→ Aufgabe
Wandle die Daten ab der Zeile mit „written like (177,163).“ (diese eingeschlossen) bis zum Ende in eine Markdown-Tabelle mit den Spalten „Nr.“ und „Zeile“ um. Leerzeilen lässt du weg.
___ Gegebene Daten ___
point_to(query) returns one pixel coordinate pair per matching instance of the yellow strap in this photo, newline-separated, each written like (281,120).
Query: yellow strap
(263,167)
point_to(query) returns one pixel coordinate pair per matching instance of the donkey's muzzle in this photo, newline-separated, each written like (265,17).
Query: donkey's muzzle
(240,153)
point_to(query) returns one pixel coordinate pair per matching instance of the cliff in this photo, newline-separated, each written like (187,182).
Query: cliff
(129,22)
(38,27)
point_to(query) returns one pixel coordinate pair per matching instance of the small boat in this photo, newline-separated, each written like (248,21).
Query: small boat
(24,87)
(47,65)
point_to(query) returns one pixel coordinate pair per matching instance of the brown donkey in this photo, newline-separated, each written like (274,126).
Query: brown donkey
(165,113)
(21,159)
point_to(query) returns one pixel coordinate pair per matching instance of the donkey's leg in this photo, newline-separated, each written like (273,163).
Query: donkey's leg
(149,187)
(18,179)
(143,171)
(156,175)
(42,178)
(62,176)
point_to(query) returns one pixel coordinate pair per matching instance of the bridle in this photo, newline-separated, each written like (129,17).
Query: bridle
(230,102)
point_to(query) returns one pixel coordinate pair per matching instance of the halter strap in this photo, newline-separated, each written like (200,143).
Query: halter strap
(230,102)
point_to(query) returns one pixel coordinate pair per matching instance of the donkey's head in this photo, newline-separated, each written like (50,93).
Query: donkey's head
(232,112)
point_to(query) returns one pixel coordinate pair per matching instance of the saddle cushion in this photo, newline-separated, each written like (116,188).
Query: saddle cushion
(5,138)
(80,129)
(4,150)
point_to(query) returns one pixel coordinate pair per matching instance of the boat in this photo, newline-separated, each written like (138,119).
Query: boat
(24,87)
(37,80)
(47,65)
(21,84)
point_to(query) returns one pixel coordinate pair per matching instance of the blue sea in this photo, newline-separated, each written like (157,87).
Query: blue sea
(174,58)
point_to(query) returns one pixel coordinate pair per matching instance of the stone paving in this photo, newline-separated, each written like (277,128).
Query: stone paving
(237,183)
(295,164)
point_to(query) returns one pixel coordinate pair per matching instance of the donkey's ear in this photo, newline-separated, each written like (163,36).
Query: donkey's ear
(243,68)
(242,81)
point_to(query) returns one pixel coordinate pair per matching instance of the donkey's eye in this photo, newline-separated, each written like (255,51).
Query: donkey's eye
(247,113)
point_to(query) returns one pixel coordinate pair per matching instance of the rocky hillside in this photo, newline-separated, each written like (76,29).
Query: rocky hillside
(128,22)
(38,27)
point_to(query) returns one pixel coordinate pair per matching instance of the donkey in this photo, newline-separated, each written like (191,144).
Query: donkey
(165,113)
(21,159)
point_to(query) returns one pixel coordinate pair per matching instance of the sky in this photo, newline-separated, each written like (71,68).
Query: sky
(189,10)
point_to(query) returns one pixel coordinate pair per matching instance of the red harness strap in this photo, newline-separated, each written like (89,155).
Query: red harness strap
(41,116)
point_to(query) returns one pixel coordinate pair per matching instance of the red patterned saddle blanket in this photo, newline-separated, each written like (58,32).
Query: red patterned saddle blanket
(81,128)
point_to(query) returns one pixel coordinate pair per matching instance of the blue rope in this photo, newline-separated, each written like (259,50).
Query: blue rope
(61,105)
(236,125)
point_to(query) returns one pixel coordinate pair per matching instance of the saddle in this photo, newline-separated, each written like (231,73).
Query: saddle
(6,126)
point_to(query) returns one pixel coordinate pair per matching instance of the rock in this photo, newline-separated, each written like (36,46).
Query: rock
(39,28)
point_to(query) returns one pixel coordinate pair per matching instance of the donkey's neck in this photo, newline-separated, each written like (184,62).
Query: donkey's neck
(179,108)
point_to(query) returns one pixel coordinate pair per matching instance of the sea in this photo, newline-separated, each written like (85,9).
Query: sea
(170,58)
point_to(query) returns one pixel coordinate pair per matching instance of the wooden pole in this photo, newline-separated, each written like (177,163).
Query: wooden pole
___
→ Antwort
| Nr. | Zeile |
|---|---|
| 1 | point_to(query) returns one pixel coordinate pair per matching instance of the wooden pole in this photo, newline-separated, each written like (177,163). |
| 2 | Query: wooden pole |